[Enregistrements de données]
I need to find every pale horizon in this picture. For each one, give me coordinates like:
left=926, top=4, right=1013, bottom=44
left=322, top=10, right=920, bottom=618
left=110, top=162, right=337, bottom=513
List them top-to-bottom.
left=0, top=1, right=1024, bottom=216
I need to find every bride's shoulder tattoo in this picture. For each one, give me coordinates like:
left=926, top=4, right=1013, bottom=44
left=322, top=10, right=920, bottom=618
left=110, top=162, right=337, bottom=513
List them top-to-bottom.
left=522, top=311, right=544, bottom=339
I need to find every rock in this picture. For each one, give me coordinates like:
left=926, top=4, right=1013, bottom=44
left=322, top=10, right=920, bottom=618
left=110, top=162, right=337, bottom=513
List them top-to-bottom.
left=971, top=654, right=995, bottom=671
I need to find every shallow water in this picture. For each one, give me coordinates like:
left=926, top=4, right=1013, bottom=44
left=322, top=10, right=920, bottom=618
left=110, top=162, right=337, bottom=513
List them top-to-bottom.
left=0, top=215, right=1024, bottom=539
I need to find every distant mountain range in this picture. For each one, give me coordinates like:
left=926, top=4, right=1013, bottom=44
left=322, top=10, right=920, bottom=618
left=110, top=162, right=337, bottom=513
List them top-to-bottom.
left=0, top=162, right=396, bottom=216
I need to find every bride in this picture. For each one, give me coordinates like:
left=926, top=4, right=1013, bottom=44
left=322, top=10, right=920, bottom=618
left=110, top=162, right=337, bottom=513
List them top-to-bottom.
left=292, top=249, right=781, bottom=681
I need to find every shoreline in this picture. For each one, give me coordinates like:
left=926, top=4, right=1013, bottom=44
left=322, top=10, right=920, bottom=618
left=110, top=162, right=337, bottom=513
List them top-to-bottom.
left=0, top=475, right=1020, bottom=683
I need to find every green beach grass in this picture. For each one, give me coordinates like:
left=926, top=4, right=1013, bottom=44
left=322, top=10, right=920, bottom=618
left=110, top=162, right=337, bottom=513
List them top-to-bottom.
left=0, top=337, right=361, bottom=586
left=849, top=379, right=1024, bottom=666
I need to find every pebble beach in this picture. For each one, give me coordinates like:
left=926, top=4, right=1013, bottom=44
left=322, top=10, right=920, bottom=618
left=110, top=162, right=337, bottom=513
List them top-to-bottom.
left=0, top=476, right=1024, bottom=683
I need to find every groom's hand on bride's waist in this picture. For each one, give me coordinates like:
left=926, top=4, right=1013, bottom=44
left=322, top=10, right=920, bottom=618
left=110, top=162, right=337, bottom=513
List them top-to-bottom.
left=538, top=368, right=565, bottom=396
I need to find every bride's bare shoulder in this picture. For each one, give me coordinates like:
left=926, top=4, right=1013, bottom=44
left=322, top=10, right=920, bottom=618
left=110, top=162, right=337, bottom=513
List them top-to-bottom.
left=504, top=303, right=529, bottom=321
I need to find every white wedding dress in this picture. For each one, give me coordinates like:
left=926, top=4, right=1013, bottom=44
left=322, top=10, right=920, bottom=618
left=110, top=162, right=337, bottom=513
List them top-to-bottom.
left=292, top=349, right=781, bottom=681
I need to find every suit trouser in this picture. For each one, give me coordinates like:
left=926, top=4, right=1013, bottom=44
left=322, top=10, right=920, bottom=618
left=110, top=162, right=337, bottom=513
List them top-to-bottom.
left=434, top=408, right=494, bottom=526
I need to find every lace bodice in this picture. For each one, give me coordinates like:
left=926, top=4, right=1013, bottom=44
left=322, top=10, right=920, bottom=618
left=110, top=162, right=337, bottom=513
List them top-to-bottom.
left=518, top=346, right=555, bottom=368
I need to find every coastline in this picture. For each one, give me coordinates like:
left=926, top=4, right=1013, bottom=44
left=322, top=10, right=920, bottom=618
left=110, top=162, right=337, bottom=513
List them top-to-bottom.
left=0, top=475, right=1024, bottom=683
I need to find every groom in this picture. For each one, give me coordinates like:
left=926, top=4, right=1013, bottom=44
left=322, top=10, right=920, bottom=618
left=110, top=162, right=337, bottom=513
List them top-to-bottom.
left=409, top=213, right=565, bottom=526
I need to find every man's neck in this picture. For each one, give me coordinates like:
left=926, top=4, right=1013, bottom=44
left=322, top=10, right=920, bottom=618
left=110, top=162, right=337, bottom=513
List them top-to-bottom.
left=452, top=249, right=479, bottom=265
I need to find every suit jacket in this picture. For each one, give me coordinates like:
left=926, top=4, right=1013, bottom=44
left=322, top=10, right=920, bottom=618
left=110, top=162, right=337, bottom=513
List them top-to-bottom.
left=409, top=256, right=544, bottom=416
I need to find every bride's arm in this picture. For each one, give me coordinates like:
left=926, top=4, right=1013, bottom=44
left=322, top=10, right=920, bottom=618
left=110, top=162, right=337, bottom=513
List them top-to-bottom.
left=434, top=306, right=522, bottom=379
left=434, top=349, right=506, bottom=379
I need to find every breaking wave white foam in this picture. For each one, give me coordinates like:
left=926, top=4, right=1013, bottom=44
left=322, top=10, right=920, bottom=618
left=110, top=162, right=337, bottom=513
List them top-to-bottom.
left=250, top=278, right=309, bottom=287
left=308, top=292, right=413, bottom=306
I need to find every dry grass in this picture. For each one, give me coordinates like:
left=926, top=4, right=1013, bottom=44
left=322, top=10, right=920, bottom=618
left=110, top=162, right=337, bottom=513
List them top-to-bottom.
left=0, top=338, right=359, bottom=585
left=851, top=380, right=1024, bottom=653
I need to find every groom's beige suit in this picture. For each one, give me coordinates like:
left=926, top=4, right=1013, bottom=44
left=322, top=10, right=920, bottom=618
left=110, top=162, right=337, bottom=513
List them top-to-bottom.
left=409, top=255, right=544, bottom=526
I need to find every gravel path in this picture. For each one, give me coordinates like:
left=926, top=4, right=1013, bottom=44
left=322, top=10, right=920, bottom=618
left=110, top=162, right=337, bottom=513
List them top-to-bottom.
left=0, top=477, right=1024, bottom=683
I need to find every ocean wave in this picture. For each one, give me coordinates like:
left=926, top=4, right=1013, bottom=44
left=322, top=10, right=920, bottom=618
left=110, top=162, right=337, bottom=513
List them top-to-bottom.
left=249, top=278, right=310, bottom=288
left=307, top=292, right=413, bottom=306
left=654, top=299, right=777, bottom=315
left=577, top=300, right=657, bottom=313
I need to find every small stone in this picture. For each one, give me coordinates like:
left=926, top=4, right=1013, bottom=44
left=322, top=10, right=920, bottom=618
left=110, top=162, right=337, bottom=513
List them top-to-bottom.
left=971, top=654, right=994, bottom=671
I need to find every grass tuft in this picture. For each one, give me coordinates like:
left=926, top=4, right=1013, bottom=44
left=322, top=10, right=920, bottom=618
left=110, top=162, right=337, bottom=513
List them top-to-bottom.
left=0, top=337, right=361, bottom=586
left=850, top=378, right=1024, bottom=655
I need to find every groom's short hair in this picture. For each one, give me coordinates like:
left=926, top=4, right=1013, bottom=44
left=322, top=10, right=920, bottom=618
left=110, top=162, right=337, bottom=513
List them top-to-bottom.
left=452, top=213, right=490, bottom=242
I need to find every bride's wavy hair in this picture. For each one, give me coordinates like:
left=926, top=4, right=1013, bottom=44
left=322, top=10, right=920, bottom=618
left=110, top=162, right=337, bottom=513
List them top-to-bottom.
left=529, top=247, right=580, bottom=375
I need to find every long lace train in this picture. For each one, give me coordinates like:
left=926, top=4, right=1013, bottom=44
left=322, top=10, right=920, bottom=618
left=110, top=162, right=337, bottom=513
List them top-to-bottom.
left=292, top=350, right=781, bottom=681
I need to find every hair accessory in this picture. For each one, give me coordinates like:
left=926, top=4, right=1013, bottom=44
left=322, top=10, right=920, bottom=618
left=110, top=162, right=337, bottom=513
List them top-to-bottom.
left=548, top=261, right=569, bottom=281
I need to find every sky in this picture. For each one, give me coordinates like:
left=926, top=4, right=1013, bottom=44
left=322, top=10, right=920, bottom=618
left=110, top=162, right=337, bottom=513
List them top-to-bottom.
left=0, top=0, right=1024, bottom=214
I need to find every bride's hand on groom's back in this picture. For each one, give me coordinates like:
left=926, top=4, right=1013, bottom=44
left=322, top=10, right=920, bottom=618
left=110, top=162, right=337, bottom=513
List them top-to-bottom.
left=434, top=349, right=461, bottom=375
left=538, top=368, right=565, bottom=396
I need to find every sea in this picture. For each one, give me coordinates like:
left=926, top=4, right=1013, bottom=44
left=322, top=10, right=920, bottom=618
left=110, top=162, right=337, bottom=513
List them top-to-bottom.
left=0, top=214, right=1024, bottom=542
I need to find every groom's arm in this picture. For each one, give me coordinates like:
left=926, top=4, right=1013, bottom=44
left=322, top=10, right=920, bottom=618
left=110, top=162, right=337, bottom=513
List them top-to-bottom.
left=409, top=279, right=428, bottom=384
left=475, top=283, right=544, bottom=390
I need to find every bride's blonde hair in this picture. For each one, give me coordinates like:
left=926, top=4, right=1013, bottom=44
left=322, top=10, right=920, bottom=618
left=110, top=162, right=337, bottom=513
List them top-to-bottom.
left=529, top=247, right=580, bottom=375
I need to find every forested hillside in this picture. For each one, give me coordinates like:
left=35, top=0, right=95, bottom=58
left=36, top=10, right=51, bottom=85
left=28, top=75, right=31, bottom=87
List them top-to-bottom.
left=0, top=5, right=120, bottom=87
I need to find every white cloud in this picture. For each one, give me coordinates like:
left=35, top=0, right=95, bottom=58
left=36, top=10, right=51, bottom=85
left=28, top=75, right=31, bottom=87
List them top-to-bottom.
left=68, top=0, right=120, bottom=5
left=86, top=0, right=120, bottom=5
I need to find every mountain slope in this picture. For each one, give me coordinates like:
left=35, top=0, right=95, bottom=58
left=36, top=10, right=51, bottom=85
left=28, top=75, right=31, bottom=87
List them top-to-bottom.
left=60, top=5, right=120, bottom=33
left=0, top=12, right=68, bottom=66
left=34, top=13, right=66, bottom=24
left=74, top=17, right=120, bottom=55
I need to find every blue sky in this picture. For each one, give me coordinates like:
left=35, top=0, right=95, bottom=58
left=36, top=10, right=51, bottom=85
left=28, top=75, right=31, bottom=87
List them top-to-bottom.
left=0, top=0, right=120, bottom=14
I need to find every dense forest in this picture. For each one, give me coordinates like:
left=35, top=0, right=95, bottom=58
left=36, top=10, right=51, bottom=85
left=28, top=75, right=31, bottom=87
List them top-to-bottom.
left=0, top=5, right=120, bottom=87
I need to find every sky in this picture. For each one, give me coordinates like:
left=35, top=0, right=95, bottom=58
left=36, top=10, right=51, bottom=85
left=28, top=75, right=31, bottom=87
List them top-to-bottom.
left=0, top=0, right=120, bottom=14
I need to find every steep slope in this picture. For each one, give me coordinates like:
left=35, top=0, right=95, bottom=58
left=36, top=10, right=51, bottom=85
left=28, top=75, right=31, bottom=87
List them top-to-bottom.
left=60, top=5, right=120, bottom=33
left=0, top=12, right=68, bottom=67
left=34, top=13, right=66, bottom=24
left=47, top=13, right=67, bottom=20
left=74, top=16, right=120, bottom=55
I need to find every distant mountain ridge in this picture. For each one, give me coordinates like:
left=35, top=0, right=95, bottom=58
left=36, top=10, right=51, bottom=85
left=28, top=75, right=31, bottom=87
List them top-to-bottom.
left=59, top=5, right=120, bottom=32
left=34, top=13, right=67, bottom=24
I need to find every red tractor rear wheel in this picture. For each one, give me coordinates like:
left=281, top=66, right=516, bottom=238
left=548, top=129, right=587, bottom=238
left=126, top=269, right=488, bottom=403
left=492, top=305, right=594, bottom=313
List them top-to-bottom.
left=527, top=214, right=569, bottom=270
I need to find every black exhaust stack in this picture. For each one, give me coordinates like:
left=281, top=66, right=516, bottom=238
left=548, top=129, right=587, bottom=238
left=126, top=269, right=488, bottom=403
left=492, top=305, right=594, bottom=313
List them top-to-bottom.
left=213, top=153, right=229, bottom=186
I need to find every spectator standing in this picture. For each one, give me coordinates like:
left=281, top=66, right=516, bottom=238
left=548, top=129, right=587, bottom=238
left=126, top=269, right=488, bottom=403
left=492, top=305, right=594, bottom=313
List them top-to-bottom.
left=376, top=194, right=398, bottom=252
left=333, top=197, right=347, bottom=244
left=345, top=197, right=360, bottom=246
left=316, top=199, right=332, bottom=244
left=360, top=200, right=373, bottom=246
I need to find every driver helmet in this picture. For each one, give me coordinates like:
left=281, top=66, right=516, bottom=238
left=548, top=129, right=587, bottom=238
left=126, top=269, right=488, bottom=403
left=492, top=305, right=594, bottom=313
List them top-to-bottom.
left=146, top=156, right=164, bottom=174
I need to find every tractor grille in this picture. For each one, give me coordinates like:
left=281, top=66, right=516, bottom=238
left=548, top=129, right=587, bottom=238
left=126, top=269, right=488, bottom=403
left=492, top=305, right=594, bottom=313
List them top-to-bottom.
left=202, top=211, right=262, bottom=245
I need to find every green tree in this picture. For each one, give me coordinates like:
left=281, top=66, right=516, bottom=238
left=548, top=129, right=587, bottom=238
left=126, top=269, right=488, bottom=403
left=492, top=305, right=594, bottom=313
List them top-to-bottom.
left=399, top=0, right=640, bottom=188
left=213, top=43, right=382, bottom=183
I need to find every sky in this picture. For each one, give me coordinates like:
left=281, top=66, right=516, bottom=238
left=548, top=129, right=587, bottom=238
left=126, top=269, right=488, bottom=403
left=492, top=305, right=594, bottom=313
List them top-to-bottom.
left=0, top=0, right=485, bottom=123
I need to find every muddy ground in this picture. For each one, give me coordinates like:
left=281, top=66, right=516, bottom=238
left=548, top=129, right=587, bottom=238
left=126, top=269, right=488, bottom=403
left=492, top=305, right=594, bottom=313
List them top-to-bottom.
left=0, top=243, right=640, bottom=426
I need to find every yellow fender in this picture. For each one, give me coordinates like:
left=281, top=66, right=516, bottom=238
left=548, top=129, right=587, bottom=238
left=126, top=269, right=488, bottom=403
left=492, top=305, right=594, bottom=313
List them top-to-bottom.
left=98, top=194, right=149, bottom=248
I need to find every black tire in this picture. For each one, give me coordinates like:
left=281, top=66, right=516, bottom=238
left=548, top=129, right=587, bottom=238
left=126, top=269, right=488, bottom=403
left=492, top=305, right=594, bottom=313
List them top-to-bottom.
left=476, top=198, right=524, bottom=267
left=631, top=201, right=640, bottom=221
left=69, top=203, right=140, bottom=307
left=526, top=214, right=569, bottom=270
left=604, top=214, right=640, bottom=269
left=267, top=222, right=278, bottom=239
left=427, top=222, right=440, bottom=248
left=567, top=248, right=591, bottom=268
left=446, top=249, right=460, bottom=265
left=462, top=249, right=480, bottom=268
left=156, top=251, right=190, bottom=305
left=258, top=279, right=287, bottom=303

EXERCICE PROPOSÉ
Comptez, s'il vous plaît, les lignes de la liste ci-dessus qui contiennent la chaîne « lace ». Donnez uniquement ce nombre.

RÉPONSE COMPLÈTE
2